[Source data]
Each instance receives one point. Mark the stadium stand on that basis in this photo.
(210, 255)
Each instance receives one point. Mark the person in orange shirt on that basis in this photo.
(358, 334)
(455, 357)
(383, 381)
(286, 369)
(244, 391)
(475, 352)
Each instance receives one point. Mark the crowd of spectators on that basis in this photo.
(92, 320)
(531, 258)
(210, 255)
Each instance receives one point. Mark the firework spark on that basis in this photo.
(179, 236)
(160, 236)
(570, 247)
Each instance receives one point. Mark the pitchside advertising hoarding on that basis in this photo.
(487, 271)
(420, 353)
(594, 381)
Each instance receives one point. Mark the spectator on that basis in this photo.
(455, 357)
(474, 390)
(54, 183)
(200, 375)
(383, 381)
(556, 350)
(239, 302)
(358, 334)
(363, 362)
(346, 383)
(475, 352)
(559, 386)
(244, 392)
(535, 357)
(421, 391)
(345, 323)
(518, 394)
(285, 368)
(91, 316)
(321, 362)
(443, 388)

__Problem requirements__
Lay out every line of the source data above as a Markdown table with two columns, Row and Line. Number each row and leave out blank lines.

__Correct result__
| Row | Line |
|---|---|
| 1 | Each instance receives one point. Mark the stadium stand on that basis in this photo. |
| 2 | (210, 255) |
| 3 | Each instance receives one point. Mark the person in orange shirt on that basis in this photo. |
| 4 | (358, 334) |
| 5 | (455, 357) |
| 6 | (383, 381) |
| 7 | (286, 369) |
| 8 | (244, 391) |
| 9 | (475, 352) |
| 10 | Each instance receives one point. Mark the crowd of spectators on that basis in this photo. |
| 11 | (92, 320) |
| 12 | (531, 258) |
| 13 | (210, 255) |
| 14 | Each instance receives one point. Mark the firework spark on that basis in this photo. |
| 15 | (179, 236) |
| 16 | (160, 236) |
| 17 | (570, 247) |
| 18 | Each instance receives one point. Mark the pitchside advertising hoarding on that basis in this photo. |
| 19 | (487, 271) |
| 20 | (420, 353) |
| 21 | (594, 381) |
| 22 | Each instance receives one point. Mark the spectator on that basis in this photo. |
| 23 | (455, 357) |
| 24 | (474, 390) |
| 25 | (54, 183) |
| 26 | (200, 375) |
| 27 | (383, 381) |
| 28 | (556, 350) |
| 29 | (239, 302) |
| 30 | (358, 334) |
| 31 | (363, 362) |
| 32 | (346, 383) |
| 33 | (475, 352) |
| 34 | (559, 386) |
| 35 | (244, 392) |
| 36 | (535, 357) |
| 37 | (421, 391) |
| 38 | (345, 323) |
| 39 | (518, 394) |
| 40 | (285, 368) |
| 41 | (91, 316) |
| 42 | (321, 362) |
| 43 | (443, 388) |